TO BE DONE: Write every entry out again exactly, please, and skip the pictures.

Part of a data file:
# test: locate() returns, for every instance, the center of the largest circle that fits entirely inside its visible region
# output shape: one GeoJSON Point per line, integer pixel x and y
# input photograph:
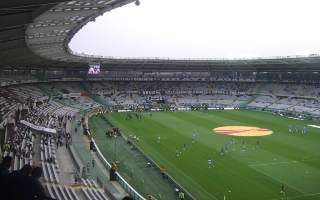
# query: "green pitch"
{"type": "Point", "coordinates": [253, 168]}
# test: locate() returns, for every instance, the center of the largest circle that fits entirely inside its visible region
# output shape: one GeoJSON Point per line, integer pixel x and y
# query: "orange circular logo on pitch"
{"type": "Point", "coordinates": [245, 131]}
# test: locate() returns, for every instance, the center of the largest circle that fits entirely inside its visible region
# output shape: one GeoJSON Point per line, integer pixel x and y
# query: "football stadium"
{"type": "Point", "coordinates": [75, 125]}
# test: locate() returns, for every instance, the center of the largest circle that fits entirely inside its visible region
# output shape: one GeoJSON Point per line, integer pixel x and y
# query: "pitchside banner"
{"type": "Point", "coordinates": [38, 128]}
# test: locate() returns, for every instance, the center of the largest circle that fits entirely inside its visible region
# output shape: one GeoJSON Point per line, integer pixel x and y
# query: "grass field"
{"type": "Point", "coordinates": [247, 171]}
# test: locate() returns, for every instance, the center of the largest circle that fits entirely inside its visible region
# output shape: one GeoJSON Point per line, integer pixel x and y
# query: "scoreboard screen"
{"type": "Point", "coordinates": [94, 69]}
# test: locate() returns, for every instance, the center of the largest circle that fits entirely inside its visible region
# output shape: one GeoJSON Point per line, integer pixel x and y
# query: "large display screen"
{"type": "Point", "coordinates": [94, 68]}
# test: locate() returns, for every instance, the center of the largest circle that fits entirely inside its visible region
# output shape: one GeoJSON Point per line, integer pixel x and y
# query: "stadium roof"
{"type": "Point", "coordinates": [34, 34]}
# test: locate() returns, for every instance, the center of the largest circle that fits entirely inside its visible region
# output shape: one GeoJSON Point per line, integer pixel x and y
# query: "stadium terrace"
{"type": "Point", "coordinates": [82, 127]}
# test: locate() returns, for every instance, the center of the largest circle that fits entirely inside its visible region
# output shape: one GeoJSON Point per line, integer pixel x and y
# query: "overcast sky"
{"type": "Point", "coordinates": [204, 29]}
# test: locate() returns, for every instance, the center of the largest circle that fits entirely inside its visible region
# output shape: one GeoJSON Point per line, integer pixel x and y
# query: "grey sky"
{"type": "Point", "coordinates": [204, 29]}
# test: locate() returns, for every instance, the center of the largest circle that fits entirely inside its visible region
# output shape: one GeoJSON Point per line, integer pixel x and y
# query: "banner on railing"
{"type": "Point", "coordinates": [38, 128]}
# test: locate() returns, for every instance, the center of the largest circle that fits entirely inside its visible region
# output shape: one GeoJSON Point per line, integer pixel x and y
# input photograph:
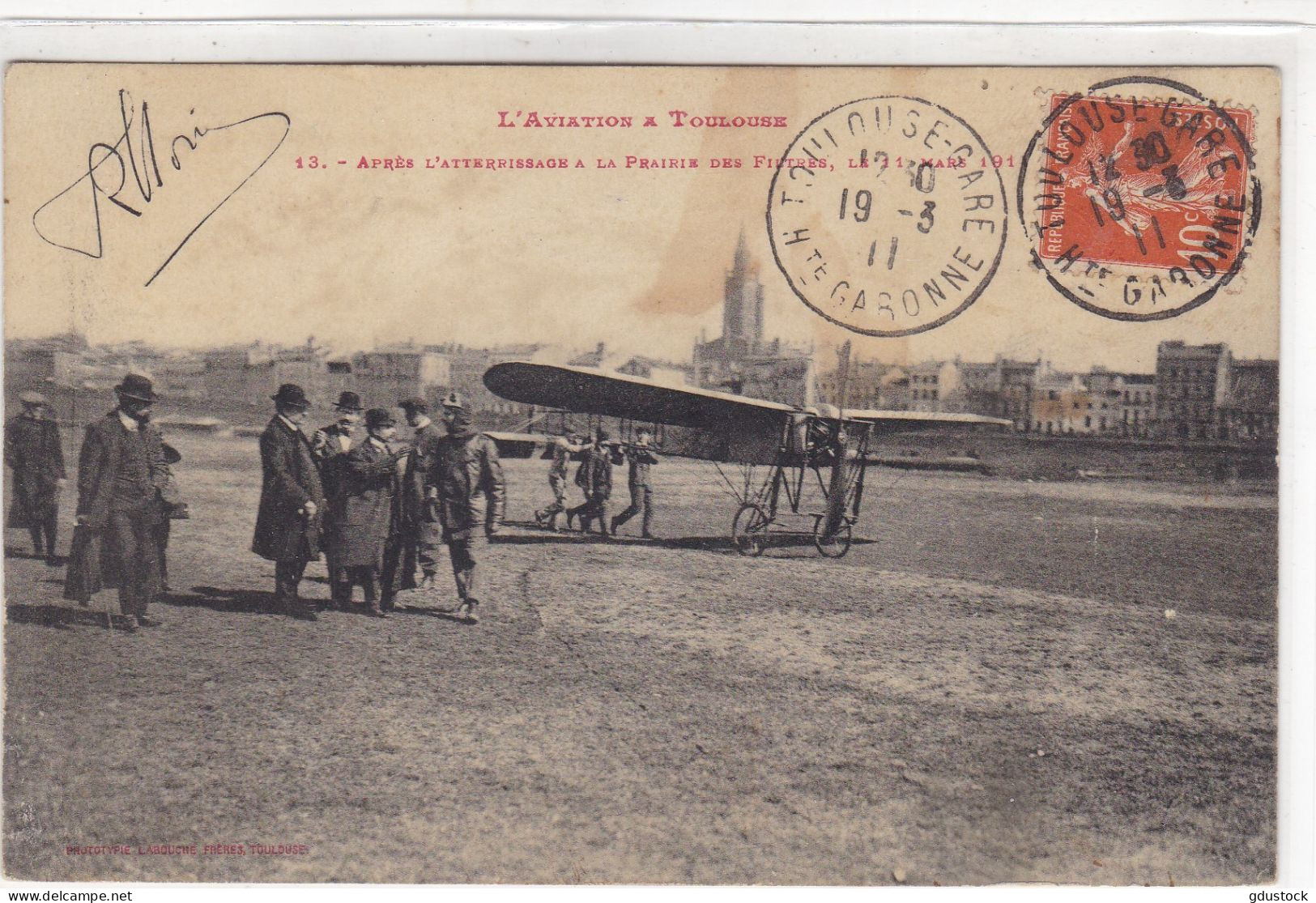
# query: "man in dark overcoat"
{"type": "Point", "coordinates": [330, 445]}
{"type": "Point", "coordinates": [594, 477]}
{"type": "Point", "coordinates": [292, 500]}
{"type": "Point", "coordinates": [471, 495]}
{"type": "Point", "coordinates": [420, 500]}
{"type": "Point", "coordinates": [120, 471]}
{"type": "Point", "coordinates": [36, 456]}
{"type": "Point", "coordinates": [368, 513]}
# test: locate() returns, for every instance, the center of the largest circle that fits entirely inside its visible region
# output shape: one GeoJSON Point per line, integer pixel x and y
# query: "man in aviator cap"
{"type": "Point", "coordinates": [420, 500]}
{"type": "Point", "coordinates": [330, 445]}
{"type": "Point", "coordinates": [35, 453]}
{"type": "Point", "coordinates": [120, 471]}
{"type": "Point", "coordinates": [469, 483]}
{"type": "Point", "coordinates": [292, 500]}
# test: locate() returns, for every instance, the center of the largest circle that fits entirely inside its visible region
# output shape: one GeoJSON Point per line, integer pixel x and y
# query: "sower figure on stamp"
{"type": "Point", "coordinates": [640, 458]}
{"type": "Point", "coordinates": [368, 513]}
{"type": "Point", "coordinates": [420, 500]}
{"type": "Point", "coordinates": [594, 477]}
{"type": "Point", "coordinates": [36, 456]}
{"type": "Point", "coordinates": [120, 471]}
{"type": "Point", "coordinates": [292, 500]}
{"type": "Point", "coordinates": [471, 498]}
{"type": "Point", "coordinates": [562, 448]}
{"type": "Point", "coordinates": [330, 446]}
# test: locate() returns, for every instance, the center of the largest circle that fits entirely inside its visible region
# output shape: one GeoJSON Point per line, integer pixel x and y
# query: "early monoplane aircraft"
{"type": "Point", "coordinates": [796, 445]}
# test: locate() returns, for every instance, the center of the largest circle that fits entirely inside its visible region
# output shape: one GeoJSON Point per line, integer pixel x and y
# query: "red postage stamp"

FINISHED TASK:
# test: locate() returns, for every instance, the center of the largest circle that fits entirely inside its visible region
# output shape: one GeoJSON Point per line, integer pixel x and y
# input photograph:
# query: "green pitch"
{"type": "Point", "coordinates": [253, 168]}
# test: locate() returns, for every instance, the center of the largest circle that fits entirely inside its visible region
# output shape: one GeoJSON Point per line, integer pixel x and y
# query: "orange circular logo on pitch"
{"type": "Point", "coordinates": [245, 131]}
# test: locate() returns, for every instance, the center of the largest circle that fits entirely inside its visible region
# output shape: one GeoJSON Point per line, integer pixel x and y
# query: "football stadium"
{"type": "Point", "coordinates": [75, 125]}
# test: locate() returns, for every instance, the center of the largest circle that fits entirely inside its visible region
# output shape: one GeoJSON Point per line, integer pixel x and y
# query: "pitchside banner"
{"type": "Point", "coordinates": [38, 128]}
# test: locate() returns, for every instance, the center of the largest circle that fits entirely inside its visible region
# output shape: one GeoJSON Point per line, integer pixel x and y
# query: "grass field"
{"type": "Point", "coordinates": [247, 171]}
# test: locate() returns, for every instance, the center of the largest circle that fits entirely inside its visible region
# output shape: one GeoJSON Point per line, integer pixel x and y
# query: "scoreboard screen"
{"type": "Point", "coordinates": [94, 69]}
# test: locate() returns, for every instance, the center of the largest circle that fits entirely inside its visible region
# output shape: one GeoJSON Point per line, integer pixel x and y
# query: "large display screen"
{"type": "Point", "coordinates": [94, 68]}
# test: locate() returns, for every instance, the center of the largest circle that fits entirely inside its visible region
# output shape: one GeoJSON Point per line, integer pixel x and y
# query: "stadium roof"
{"type": "Point", "coordinates": [34, 34]}
# test: locate() returns, for every instance, the center of the largest circle that fits entirely inside its visible region
# output shape: one GeoJSON Point per line, integer pixel x and y
# query: "stadium terrace"
{"type": "Point", "coordinates": [82, 127]}
# test: locate() returns, for every instance, the center of the largest circle that fits entirely inside its visible region
# output shape: one GeoJSON Point per line, integer pixel x and y
# query: "overcast sky"
{"type": "Point", "coordinates": [204, 29]}
# test: locate() returns, for every instance, the center of the largest circle that fits entirely inside its visible region
# output shape: one GeoJSON Point per line, integer pixel x and y
# query: "grey sky"
{"type": "Point", "coordinates": [204, 29]}
# test: locate() returns, for every instance, the center of the largest circle that fits entirely inside its visible region
# output shape: one GeoJSON Point per line, integer pixel x and y
# query: "banner on railing"
{"type": "Point", "coordinates": [38, 128]}
# test: locate() returns, for every instance, the center of the largest circle that fits entirely inside its visible region
# output shape: one GeoJSON Point per line, integer pixel x and y
# input photograph:
# query: "man in dark overcoat"
{"type": "Point", "coordinates": [330, 445]}
{"type": "Point", "coordinates": [594, 477]}
{"type": "Point", "coordinates": [292, 500]}
{"type": "Point", "coordinates": [471, 495]}
{"type": "Point", "coordinates": [420, 500]}
{"type": "Point", "coordinates": [120, 471]}
{"type": "Point", "coordinates": [36, 456]}
{"type": "Point", "coordinates": [368, 513]}
# test: locate() returns, for every instance, the center of the largest circle that fits entirely inside its visible region
# output shape: one GeoJSON Point per line, integer pixel x and y
# query: "man in aviator cap"
{"type": "Point", "coordinates": [420, 500]}
{"type": "Point", "coordinates": [330, 445]}
{"type": "Point", "coordinates": [35, 453]}
{"type": "Point", "coordinates": [120, 471]}
{"type": "Point", "coordinates": [469, 483]}
{"type": "Point", "coordinates": [292, 500]}
# test: locate() returns, for every instance, the center of the largest circle that fits entirely inside its visible region
# output shape: one GeoJSON Point per line, integer pixel x and y
# query: "sower figure on stamp"
{"type": "Point", "coordinates": [640, 458]}
{"type": "Point", "coordinates": [368, 513]}
{"type": "Point", "coordinates": [420, 500]}
{"type": "Point", "coordinates": [594, 477]}
{"type": "Point", "coordinates": [36, 456]}
{"type": "Point", "coordinates": [120, 471]}
{"type": "Point", "coordinates": [292, 500]}
{"type": "Point", "coordinates": [471, 498]}
{"type": "Point", "coordinates": [562, 448]}
{"type": "Point", "coordinates": [330, 446]}
# test: locate() returns, for every instance, the center of the largest circle that fits entirely inside its visible region
# output shape: one GeoJSON Point per line, integer pixel x and y
# query: "early monoplane aircraft"
{"type": "Point", "coordinates": [796, 445]}
# test: locate() returns, for every instance, the center of the largest circle that fits entirely inside its visible region
# output shape: one GeoJSON Point per line, integer pixel x and y
# query: "red postage stamp"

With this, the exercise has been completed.